(GIVEN RECORDS)
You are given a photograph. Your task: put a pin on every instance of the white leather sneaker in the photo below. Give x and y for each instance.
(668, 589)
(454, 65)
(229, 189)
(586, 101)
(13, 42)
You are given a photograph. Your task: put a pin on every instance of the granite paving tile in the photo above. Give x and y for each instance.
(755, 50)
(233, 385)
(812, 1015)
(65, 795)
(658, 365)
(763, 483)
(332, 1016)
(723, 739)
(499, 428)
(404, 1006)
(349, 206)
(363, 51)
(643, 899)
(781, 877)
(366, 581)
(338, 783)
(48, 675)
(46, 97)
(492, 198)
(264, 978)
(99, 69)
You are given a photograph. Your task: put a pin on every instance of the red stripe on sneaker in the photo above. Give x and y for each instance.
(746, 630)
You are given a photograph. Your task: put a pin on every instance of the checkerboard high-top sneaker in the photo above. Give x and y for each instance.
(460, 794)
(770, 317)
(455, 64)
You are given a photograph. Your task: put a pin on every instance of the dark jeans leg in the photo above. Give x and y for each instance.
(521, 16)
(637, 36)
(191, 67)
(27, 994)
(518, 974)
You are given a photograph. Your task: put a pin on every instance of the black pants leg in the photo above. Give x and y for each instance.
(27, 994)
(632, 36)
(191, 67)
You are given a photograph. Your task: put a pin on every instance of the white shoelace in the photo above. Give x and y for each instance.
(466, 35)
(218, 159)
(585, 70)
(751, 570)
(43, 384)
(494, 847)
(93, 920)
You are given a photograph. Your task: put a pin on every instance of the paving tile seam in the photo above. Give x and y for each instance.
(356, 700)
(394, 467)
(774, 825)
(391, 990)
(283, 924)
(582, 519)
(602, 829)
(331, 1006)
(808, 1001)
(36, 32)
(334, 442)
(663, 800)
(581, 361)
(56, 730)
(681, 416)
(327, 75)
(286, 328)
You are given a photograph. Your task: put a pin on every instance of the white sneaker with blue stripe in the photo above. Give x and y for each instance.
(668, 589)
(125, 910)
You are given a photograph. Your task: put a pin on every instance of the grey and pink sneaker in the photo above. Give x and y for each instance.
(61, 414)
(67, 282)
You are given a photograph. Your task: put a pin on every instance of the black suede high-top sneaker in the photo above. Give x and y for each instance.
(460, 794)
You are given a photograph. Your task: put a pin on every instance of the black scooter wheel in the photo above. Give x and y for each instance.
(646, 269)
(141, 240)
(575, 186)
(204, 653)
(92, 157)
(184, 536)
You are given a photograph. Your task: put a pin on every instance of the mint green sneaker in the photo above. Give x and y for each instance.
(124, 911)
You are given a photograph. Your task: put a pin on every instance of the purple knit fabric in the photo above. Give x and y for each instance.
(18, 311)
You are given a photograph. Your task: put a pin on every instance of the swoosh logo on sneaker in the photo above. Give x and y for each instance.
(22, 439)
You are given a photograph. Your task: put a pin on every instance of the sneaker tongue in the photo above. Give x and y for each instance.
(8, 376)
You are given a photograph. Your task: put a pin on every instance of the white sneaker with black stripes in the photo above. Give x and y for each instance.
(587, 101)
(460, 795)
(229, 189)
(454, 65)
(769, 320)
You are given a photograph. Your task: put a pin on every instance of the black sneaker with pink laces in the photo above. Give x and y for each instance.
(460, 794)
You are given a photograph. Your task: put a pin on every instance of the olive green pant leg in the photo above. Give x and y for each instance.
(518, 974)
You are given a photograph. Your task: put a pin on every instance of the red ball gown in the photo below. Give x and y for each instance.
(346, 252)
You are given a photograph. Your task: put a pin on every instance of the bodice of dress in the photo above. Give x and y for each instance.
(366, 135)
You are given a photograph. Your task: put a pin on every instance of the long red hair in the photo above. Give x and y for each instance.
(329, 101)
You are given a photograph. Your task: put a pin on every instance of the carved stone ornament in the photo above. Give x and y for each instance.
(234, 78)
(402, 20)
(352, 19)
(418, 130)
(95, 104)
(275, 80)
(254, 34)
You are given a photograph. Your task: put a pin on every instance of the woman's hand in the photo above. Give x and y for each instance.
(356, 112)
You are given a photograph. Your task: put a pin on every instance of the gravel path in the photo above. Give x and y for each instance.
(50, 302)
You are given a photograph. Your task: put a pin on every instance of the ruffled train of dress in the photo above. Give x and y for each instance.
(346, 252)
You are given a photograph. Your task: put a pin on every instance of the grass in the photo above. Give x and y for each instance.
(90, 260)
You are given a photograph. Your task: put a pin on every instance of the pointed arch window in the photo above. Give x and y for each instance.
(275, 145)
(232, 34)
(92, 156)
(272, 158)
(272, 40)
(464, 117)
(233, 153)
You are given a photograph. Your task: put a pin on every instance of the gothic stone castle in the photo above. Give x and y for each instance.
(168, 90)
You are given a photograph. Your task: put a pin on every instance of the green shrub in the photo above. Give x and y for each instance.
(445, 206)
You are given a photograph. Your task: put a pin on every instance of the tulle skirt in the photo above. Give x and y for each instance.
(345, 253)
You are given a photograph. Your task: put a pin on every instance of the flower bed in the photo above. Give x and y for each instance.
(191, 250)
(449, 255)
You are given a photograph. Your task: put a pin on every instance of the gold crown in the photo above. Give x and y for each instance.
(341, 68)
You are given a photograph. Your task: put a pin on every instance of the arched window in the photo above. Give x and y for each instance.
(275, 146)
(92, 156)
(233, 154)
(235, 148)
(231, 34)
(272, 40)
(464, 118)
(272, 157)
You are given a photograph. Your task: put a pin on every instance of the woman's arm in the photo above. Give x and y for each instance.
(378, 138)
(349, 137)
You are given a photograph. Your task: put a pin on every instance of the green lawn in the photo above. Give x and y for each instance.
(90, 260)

(DESCRIPTION OF THE TASK) From the line holding "of the gold" to the final line of the data, repeat every line exactly. Leave out all the rest.

(RESULT)
You are given a photograph. Your task: put a pin on every instance of the gold crown in the photo above. Give x and y for each instance.
(341, 68)
You are given a photograph. Your task: put a pin on every instance of the arched window in the photo above. Give x and y for each instance.
(275, 146)
(92, 156)
(233, 154)
(235, 148)
(231, 34)
(272, 40)
(464, 118)
(272, 157)
You are given a photograph. Your task: put a pin on every instance of the woman's arm in the photo above. Give x and y for each instance.
(378, 138)
(349, 137)
You are given a photograph. Your task: put a pin on every instance of the green lawn in the photo above. Give x and y for each instance.
(90, 260)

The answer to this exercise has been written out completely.